-- Begin Entries provided --
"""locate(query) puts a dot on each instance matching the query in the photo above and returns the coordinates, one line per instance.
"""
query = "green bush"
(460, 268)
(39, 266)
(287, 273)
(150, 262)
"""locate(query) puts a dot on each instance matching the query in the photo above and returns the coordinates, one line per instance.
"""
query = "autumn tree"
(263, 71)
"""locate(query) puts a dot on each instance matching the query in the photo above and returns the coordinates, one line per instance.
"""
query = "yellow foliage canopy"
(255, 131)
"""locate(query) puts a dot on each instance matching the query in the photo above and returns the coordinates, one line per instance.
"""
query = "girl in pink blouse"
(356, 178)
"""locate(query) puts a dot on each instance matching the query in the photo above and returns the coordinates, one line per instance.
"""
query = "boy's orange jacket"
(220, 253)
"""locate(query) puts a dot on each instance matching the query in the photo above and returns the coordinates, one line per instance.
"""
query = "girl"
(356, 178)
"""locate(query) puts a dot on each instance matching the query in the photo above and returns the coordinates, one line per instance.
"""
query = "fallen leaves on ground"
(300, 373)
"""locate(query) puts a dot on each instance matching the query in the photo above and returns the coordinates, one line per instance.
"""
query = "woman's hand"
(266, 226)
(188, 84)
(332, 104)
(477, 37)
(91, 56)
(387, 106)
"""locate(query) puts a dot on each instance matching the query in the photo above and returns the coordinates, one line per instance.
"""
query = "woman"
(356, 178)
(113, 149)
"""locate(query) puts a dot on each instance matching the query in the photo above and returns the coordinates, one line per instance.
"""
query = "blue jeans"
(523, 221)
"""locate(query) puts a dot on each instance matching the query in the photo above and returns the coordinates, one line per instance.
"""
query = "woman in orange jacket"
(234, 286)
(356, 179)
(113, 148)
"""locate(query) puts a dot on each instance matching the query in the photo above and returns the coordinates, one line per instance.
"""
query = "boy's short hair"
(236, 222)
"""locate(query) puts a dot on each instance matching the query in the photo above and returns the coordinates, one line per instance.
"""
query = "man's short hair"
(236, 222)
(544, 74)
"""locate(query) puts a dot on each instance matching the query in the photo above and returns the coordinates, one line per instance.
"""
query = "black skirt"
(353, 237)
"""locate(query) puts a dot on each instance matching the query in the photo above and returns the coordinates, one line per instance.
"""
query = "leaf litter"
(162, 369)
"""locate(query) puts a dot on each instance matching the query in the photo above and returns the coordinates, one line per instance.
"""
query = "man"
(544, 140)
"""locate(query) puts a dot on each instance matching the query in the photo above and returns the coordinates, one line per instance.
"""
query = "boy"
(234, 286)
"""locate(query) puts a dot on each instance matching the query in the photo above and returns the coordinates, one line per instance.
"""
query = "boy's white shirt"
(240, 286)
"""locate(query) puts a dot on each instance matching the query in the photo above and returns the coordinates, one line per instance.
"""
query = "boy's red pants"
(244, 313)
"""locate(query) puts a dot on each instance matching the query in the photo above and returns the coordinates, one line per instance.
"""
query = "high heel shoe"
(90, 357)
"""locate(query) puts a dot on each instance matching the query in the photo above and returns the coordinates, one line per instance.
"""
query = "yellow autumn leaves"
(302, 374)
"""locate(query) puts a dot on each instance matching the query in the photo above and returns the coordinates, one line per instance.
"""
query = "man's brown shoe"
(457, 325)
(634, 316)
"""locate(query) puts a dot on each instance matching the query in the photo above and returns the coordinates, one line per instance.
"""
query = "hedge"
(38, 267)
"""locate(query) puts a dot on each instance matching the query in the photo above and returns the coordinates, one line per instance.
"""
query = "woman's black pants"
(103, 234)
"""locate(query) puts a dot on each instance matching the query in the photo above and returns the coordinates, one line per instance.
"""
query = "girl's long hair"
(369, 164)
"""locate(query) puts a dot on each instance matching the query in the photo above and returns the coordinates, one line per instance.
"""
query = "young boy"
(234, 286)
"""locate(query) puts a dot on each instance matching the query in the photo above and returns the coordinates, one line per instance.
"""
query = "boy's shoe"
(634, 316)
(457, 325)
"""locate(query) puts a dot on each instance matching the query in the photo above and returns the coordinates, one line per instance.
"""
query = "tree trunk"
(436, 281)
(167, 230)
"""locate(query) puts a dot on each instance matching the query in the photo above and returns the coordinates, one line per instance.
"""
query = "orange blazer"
-- End Entries provided --
### What you should do
Transcribe all of the material exactly. Omit nothing.

### Solution for this problem
"""locate(query) puts a dot on each instance matching the query in the photo above and returns the coordinates, one line per instance.
"""
query = "green bush"
(460, 268)
(39, 266)
(287, 273)
(150, 262)
"""locate(query) puts a dot on each instance matching the query in the photo above and returns the coordinates, one line per instance.
"""
query = "autumn tree"
(263, 71)
"""locate(query) puts a dot on each instance matching the query in the photo above and returns the coordinates, one line per instance.
"""
query = "yellow foliage canopy"
(255, 131)
"""locate(query) puts a dot on each instance matching the query in the photo above and returns the coordinates, one line per instance.
"""
query = "girl in pink blouse"
(356, 178)
"""locate(query) puts a dot on each instance matching the query in the photo above and returns the coordinates, one line per instance.
"""
query = "boy's orange jacket"
(220, 253)
"""locate(query) puts a dot on each instance matching the query in the photo above and returns the coordinates, one line per instance.
"""
query = "girl"
(356, 178)
"""locate(query) puts a dot on each instance matching the query in the photo above and returns the coordinates, one line per instance.
"""
query = "fallen leaves on ground"
(300, 373)
"""locate(query) puts a dot on each instance matching the query in the photo above and returns the coordinates, one line per instance.
"""
query = "woman's hand"
(266, 226)
(188, 84)
(332, 104)
(477, 37)
(91, 56)
(387, 106)
"""locate(query) puts a dot on each instance matching the query in the photo above and returns the coordinates, one line per instance.
"""
query = "woman"
(356, 178)
(113, 149)
"""locate(query) puts a dot on each instance matching the query in the photo above and returns the coordinates, one line per instance.
"""
query = "blue jeans"
(523, 221)
"""locate(query) puts a dot on each instance matching the query in the photo above and returns the coordinates, one line per instance.
"""
query = "woman in orange jacket"
(234, 286)
(356, 179)
(113, 148)
"""locate(query) puts a dot on each instance matching the query in the photo above and returns the coordinates, one line per instance.
"""
query = "boy's short hair"
(236, 222)
"""locate(query) puts a dot on each instance matching the query in the photo above and returns the coordinates, one line per instance.
"""
query = "man's short hair"
(236, 222)
(544, 74)
"""locate(query) puts a dot on each instance matching the query in the photo above and returns the coordinates, one line per instance.
"""
query = "black skirt"
(353, 237)
"""locate(query) puts a dot on each instance matching the query in the photo above and returns the coordinates, one line per instance.
"""
query = "leaf litter"
(162, 369)
"""locate(query) puts a dot on each instance matching the query in the photo above and returns the coordinates, one line per instance.
"""
query = "man"
(544, 140)
"""locate(query) puts a dot on each instance matching the query in the photo above and returns the coordinates, one line per instance.
"""
query = "boy"
(234, 286)
"""locate(query) puts a dot on each instance matching the query in the photo above and returns the coordinates, one line per instance.
"""
query = "boy's white shirt"
(240, 286)
"""locate(query) puts a dot on each instance matching the query in the photo above and returns the coordinates, one line per instance.
"""
query = "boy's red pants"
(244, 313)
"""locate(query) puts a dot on each instance matching the query in the photo above and returns the coordinates, one line per instance.
"""
query = "high heel shoe"
(90, 357)
"""locate(query) puts a dot on each instance matching the query in the photo above and returns the coordinates, one line per instance.
"""
query = "yellow autumn leaves"
(302, 374)
"""locate(query) puts a dot on each instance matching the query in the photo above and returns the coordinates, one line per instance.
"""
query = "man's brown shoe"
(457, 325)
(634, 316)
"""locate(query) puts a dot on each instance matching the query in the photo above and returns the coordinates, one line per instance.
"""
query = "hedge"
(38, 267)
"""locate(query) puts a dot on each instance matching the query in the photo above and returns the coordinates, one line per instance.
"""
query = "woman's black pants"
(103, 234)
"""locate(query) puts a dot on each instance matching the query in the photo above and returns the coordinates, one line per instance.
"""
query = "girl's long hair"
(369, 164)
"""locate(query) puts a dot on each instance matching the query in the photo above and returns the coordinates, one line per instance.
"""
query = "young boy"
(234, 286)
"""locate(query) puts a dot on each instance matching the query in the photo above and returns the coordinates, one line per instance.
"""
query = "boy's shoe"
(634, 316)
(457, 325)
"""locate(query) puts a dot on each instance matching the query in the photo above and returns the coordinates, one line per instance.
"""
query = "tree trunk"
(436, 281)
(167, 230)
"""locate(query) puts a dot on each instance matching the query in the photo above and returns the coordinates, one line per instance.
"""
query = "orange blazer"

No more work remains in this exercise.